**Document extract**
- - -

His critics often called Lt. Col. George Armstrong Custer an impetuous man, a trait he exhibited as a youngster growing up 63 miles west of Pittsburgh.
Custer rode into history in Montana, at the Battle of the Little Bighorn, but his roots are in the tiny, Eastern Ohio community of New Rumley, which hasn't changed much since the day he was born, Dec. 5, 1839.
"New Rumley is little more than a name -- a hamlet set on a hill -- a single street with a single store and a few scattered dwellings," Ohio historian Henry Howe wrote in his book, "The Historical Collections of Ohio, Vol. 1," which was published in 1888.
"You don't get to New Rumley by accident," admits Custer's oldest living relative, Brice Calhoun Custer, 79, of Georgetown, Texas. "It's not on the beaten path."
Dr. George Lyle, a country doctor educated in Cincinnati, was a schoolmate of young Custer in the town 27 miles west of Steubenville.
"One evening, at some lecture where the audience were on the ground floor, a ragamuffin of a boy unable to get in flatted his nose against the window pane and made wry faces at George (Custer), whereupon the latter drove his fist through the glass into his face," Lyle told Howe.
"The next day, three boys accosted (Custer), saying they were going to thrash him. He replied by drawing a pocketknife, saying, 'I will fight all three of you at a time, but if you come all at once, you shall have this,' at the same time opening the blade. The boys pursued the topic no further," Lyle told Howe.
Brice Custer, a retired Air Force major who believes his first visit to New Rumley was in 1999, isn't sure "impetuous" is the word he would use to describe George Custer.
"There is a fine line between bold and daring and rash and reckless. I believe he was bold and daring. I honestly believe he was an extremely competent battlefield commander," said Brice Custer whose great-grandfather, Nevin Custer, was a younger brother of George Custer.
The Custer Memorial Association had its annual birthday celebration for Custer this weekend. There also are Custer days in early June.

- - -

**Data shown**
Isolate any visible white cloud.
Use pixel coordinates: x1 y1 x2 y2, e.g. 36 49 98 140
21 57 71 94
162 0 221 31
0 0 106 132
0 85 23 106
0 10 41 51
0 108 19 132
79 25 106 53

- - -

**Your instructions**
In the Custer article, on what date was George Armstrong Custer born?

**Exercise result**
December 5, 1839